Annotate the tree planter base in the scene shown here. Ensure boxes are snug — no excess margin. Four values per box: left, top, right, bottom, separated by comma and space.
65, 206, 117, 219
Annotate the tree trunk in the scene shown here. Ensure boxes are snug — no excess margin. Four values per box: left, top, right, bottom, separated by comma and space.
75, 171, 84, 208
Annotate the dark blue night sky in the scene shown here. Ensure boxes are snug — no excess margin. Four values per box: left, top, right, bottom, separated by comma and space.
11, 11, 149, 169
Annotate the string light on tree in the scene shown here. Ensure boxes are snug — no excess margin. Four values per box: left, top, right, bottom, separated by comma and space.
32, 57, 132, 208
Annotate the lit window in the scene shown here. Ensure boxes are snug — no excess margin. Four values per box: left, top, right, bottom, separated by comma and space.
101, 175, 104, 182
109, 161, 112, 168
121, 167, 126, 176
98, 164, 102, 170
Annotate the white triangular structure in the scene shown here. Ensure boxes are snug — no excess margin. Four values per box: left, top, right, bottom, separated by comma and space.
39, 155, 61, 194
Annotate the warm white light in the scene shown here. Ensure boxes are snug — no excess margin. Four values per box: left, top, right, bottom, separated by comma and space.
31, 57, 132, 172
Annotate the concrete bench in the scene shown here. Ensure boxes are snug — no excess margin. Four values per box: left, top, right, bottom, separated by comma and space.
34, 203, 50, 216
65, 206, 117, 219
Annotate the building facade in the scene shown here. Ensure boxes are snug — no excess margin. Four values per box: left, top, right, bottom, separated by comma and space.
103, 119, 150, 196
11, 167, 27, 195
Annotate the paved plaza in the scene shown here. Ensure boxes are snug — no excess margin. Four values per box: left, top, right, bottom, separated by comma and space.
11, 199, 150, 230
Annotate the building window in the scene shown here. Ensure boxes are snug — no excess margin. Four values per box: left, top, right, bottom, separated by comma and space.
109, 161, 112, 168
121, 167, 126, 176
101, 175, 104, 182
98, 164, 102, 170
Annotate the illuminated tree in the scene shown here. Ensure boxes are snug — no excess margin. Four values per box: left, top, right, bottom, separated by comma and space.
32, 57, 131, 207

▶ [Prompt] Repeat the rows above word for word, starting at the line that contains "Annotate the white" and ending at the line that contains "11, 167, 27, 195", both included.

▶ [Result for this task]
Annotate the white triangular structure in the scene shown here. Ensure boxes are snug — no excess margin. Four values per box: left, top, right, bottom, separated by comma and space.
39, 155, 61, 194
Annotate the warm white light in the scene shown here. Ensure boxes are snug — no excess margin. Four values per box: left, top, right, bottom, separated by comma and space.
31, 57, 132, 172
Annotate the concrete bench in the scene shown here. Ensure boxes are snug — no excess margin. Four values per box: left, top, right, bottom, separated by comma and space.
34, 203, 50, 216
65, 206, 117, 219
Annotate the building facade in the scene shown here. Ensure boxes are snug — no excess margin. Four values per box: left, top, right, bottom, separated by comma and space.
103, 119, 150, 196
11, 167, 27, 195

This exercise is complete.